*Quoted text*.
The parameters of the convolution kernel in the neural network are generally floating-point matrices. However, it is difficult to use floating-point matrices on the DMD, which limits the imaging speed of CGI. To improve the imaging speed, we binarized the trained convolution floating-point spatial light field matrix. The binarization method is expressed as:

(3)$$\begin{aligned} A^{\prime} = sign(A) = \begin{cases} 1, & A \ge 0\\ -1, & otherwise \end{cases} \end{aligned}$$

where, $A^{\prime }$ represents a binary matrix whose elements are only +1 and -1.

We can observe that the binary matrix $A^{\prime }$ is not equal to $A$. Therefore, when using the binary matrix $A^{\prime }$ as the spatial light field for CGI imaging, the quality of the reconstruction and segmentation results output by the Array-Net is low. To solve this problem, we compensate the binary matrix $A^{\prime }$ to make it as close as possible to the floating-point light field matrix $A$. There is an error value between the binary light field matrix $A^{\prime }$ and the floating-point light field matrix $A$ which can be defined as:

(4)$$A = A^{\prime} + \varepsilon,$$

where, $A$ is the floating-point spatial light field matrix trained by the Array-Net, and $A^{\prime }$ is the binary matrix obtained after the binarization function sign. $\varepsilon$ is the error matrix.

*Listed entries*.
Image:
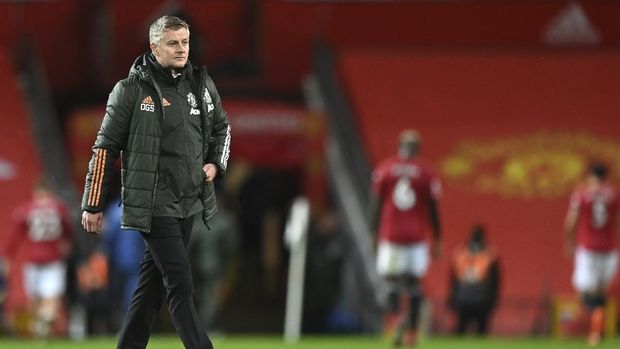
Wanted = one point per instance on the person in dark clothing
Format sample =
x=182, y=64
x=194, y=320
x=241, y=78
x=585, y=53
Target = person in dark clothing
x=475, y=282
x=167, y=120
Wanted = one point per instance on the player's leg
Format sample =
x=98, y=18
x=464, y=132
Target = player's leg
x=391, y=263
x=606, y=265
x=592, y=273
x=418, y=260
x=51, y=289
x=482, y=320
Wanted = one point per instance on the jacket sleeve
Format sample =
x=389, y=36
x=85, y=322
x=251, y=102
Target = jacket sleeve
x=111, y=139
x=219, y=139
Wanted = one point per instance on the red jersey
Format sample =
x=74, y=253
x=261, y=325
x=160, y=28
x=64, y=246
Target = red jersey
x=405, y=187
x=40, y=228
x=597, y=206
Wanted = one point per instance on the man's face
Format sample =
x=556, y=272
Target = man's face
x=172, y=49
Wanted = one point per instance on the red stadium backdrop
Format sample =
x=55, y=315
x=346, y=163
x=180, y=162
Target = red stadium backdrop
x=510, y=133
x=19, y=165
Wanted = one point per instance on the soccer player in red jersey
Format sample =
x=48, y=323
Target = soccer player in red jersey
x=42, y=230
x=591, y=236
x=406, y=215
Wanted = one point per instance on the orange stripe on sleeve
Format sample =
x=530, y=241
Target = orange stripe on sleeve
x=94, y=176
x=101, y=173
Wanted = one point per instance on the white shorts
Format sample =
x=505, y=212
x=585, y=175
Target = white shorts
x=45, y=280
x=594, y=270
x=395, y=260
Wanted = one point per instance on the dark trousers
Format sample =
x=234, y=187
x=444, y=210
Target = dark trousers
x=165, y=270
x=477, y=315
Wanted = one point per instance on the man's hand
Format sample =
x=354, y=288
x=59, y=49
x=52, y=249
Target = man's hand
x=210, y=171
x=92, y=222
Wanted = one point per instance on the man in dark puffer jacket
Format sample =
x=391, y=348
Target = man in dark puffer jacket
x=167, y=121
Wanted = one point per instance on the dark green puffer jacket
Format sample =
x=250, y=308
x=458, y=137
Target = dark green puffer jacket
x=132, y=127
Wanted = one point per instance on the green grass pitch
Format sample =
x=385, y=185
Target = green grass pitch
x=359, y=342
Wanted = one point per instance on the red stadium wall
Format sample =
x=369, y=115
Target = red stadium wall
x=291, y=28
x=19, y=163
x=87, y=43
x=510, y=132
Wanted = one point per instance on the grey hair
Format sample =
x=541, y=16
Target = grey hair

*Exercises to complete*.
(A) In the passage on binarizing the light field matrix, rewrite the paragraph beginning "The parameters of the convolution kernel" more briefly, keeping its main facts.
(B) Extend the passage on binarizing the light field matrix, picking up after its final sentence.
The lines are separate material from the passage on binarizing the light field matrix.

*Task-by-task outputs*.
(A) Convolution kernel parameters are usually floating-point matrices. These are hard to use on the DMD, which limits CGI imaging speed. To speed up imaging, the trained convolution floating-point spatial light field matrix was binarized.

(B)
Thus, equation (1) can be rewritten as:

(5)$$ \begin{aligned} O_n(x, y) & =\left\langle B_n^m A_n^m(x, y)\right\rangle-\left\langle B_n^m\right\rangle\left\langle A_n^m(x, y)\right\rangle \\ & =\left\langle B_n^m\left(A_n^m(x, y)^{\prime}+\varepsilon_n^m(x, y)\right)\rangle-\left\langle B_n^m\right\rangle\left\langle A_n^m(x, y)^{\prime}+\varepsilon_n^m(x, y)\right\rangle\right. \\ & =\left\langle B_n^m A_n^m(x, y)^{\prime}\right\rangle-\left\langle B_n^m\right\rangle\left\langle A_n^m(x, y)^{\prime}\right\rangle+\left\langle B_n^m \varepsilon_n^m(x, y)\right\rangle-\left\langle B_n^m\right\rangle\left\langle\varepsilon_n^m(x, y)\right\rangle \\ & =O_n(x, y)^{\prime}+O_n(x, y)_{error} \end{aligned} $$

Where, $O_{n}(x,y)$ is the $n$th reconstructed sub-image of the CGI with floating point spatial light field $A$. $O_{n}(x,y)^{\prime }$ represents the CGI reconstructed image based on the binary spatial light field $A^{\prime }$. $O_{n}(x,y)_{error}$ is the error image between the $O_{n}(x,y)$ and $O_{n}(x,y)^{\prime }$.

It can be found from the equation (5) that there is a large error in the reconstructed image obtained by using the binary matrix $A^{\prime }$ for CGI, which will reduce the output image quality of the Array-Net. In order to improve the output image quality of the network, we use a compensation module to compensate the reconstructed image $O_{n}(x,y)^{\prime }$, and fine-tune the network for training. That is, only the compensation module is trained, and other weight parameters of the network are fixed. The compensation module is shown in Fig. 2. The compensation module is mainly composed of $1\times 1$ convolution layers, batch normalization layers, activation functions and residual blocks.

2.4 Performance evaluation

To objectively confirm the effectiveness of our method, we use the peak signal-to-noise ratio (PSNR) [50] and the Dice coefficient (DICE) [51] to evaluate the quality of the output results. The PSNR is used to measure the quality of the target image and the reconstructed image.

(6)$$PSNR = 10 \times log_{10}\left[\frac{maxVal^{2}}{MSE}\right],$$

where, $maxVal^{2}$ is the maximum possible pixel value of the image. The $MSE$ is expressed as:

(7)$$MSE=\frac{1}{r\times c}\sum_{x=1}^r\sum_{y=1}^c\left[T(x,y)-O(x,y)\right]^{2},$$

where, $T(x,y)$ represents the target image ($r \times c$ pixels), and $O(x,y)$ denotes the reconstructed image.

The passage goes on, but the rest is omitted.